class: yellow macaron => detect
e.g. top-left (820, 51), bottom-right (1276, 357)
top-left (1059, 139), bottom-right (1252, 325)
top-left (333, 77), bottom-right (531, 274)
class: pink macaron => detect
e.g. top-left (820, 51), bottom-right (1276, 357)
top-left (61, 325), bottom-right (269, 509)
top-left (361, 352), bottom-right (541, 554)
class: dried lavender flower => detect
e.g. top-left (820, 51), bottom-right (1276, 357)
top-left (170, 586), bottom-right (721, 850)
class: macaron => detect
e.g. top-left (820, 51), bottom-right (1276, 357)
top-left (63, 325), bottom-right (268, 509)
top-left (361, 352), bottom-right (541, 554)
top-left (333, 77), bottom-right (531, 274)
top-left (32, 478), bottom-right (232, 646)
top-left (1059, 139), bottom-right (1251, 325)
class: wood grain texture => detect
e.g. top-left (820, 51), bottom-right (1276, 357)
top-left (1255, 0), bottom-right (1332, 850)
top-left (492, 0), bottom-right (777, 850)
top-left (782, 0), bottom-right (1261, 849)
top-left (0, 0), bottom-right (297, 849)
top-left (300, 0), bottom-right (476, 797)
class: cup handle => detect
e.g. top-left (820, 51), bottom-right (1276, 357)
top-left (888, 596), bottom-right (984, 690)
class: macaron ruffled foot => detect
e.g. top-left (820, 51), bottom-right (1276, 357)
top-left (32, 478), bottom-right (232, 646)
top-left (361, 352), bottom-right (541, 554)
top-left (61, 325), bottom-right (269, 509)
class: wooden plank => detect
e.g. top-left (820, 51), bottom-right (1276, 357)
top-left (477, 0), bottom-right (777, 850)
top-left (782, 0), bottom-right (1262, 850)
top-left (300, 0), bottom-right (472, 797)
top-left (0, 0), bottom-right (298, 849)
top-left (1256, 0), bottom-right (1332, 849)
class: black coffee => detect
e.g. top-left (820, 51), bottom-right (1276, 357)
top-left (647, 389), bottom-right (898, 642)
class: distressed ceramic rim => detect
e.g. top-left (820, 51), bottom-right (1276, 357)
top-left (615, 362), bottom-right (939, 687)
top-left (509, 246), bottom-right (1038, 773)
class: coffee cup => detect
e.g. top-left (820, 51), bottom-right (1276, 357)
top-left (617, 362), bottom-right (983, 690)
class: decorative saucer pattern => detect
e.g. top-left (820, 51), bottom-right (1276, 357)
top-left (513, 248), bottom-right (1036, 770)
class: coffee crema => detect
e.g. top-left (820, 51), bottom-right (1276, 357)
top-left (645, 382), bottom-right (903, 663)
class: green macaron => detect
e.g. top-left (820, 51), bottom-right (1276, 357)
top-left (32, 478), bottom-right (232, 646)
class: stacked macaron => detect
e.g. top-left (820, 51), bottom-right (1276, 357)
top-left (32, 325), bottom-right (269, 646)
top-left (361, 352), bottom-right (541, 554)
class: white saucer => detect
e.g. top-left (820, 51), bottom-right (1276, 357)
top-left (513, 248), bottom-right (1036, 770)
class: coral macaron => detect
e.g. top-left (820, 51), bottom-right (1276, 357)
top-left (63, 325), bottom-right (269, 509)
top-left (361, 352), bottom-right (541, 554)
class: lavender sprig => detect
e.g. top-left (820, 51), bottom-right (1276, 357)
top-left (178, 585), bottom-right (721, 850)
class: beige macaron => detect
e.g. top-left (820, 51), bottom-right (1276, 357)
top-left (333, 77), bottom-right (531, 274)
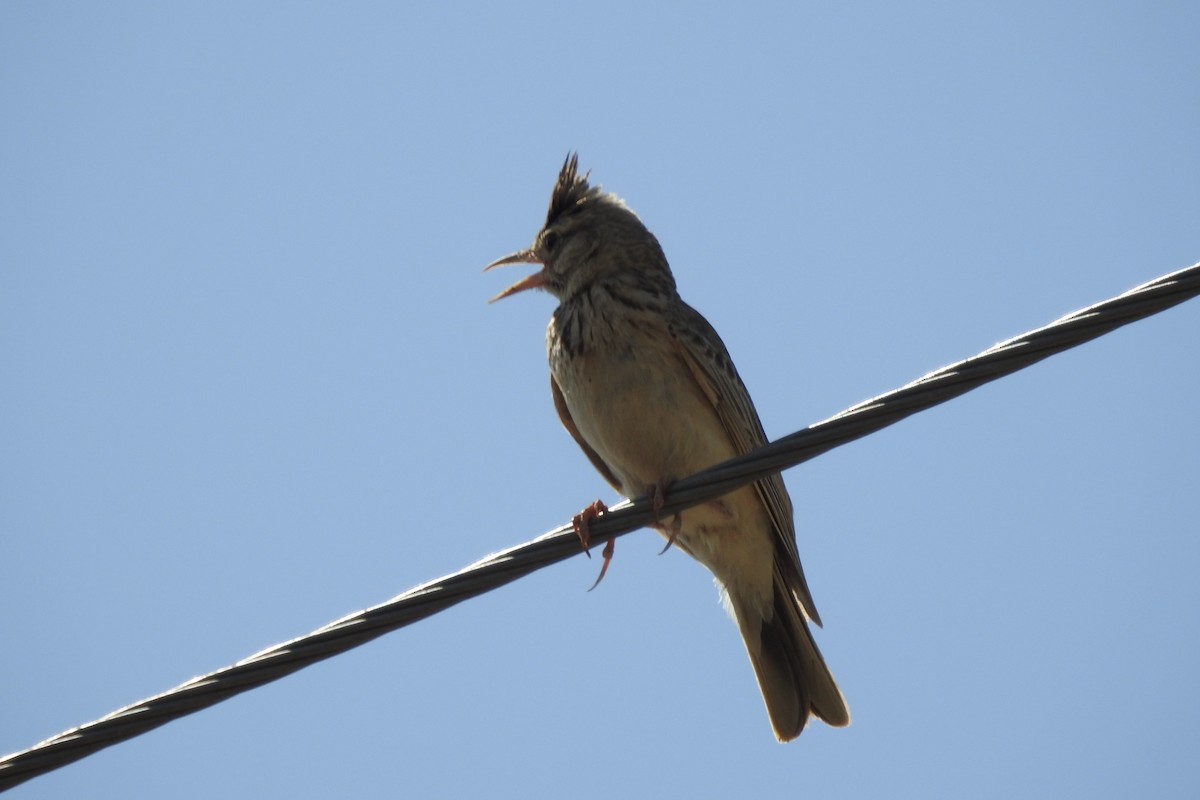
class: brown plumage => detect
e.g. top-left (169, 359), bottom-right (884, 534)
top-left (488, 155), bottom-right (850, 741)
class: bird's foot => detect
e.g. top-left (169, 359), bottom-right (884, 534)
top-left (571, 500), bottom-right (617, 591)
top-left (646, 477), bottom-right (683, 555)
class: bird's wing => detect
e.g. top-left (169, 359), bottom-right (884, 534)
top-left (550, 373), bottom-right (622, 492)
top-left (672, 302), bottom-right (821, 625)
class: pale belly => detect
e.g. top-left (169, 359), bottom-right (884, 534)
top-left (551, 340), bottom-right (774, 604)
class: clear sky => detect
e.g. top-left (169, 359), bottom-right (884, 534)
top-left (0, 1), bottom-right (1200, 800)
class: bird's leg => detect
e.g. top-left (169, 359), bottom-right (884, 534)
top-left (646, 477), bottom-right (683, 555)
top-left (571, 500), bottom-right (617, 591)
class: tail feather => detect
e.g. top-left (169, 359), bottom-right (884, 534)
top-left (731, 573), bottom-right (850, 741)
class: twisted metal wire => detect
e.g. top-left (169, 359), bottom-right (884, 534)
top-left (0, 264), bottom-right (1200, 792)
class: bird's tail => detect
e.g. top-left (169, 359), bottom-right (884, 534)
top-left (730, 569), bottom-right (850, 741)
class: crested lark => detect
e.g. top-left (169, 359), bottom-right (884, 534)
top-left (487, 155), bottom-right (850, 741)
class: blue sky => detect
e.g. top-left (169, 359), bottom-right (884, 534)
top-left (0, 2), bottom-right (1200, 798)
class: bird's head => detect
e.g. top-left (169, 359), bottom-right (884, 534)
top-left (484, 154), bottom-right (674, 302)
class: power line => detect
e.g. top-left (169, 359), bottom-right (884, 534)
top-left (0, 264), bottom-right (1200, 792)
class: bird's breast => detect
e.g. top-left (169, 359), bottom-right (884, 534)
top-left (548, 316), bottom-right (736, 497)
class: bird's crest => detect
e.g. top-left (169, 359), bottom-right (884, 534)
top-left (546, 152), bottom-right (602, 228)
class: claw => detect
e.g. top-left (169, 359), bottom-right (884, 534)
top-left (646, 477), bottom-right (683, 555)
top-left (571, 500), bottom-right (616, 591)
top-left (588, 539), bottom-right (617, 591)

**STATED TASK**
Copy the items above exactly, from the line with "class: bird's wing => detect" through the line with "top-left (0, 1), bottom-right (1200, 800)", including both of those lines.

**SOLUTION FOR THIS EXERCISE**
class: bird's wing => detect
e.g. top-left (169, 359), bottom-right (884, 534)
top-left (550, 373), bottom-right (622, 492)
top-left (672, 302), bottom-right (821, 625)
class: pale belly => detect
e.g. top-left (169, 359), bottom-right (884, 534)
top-left (551, 340), bottom-right (774, 604)
class: clear sky => detect
e.g. top-left (169, 359), bottom-right (884, 534)
top-left (0, 1), bottom-right (1200, 800)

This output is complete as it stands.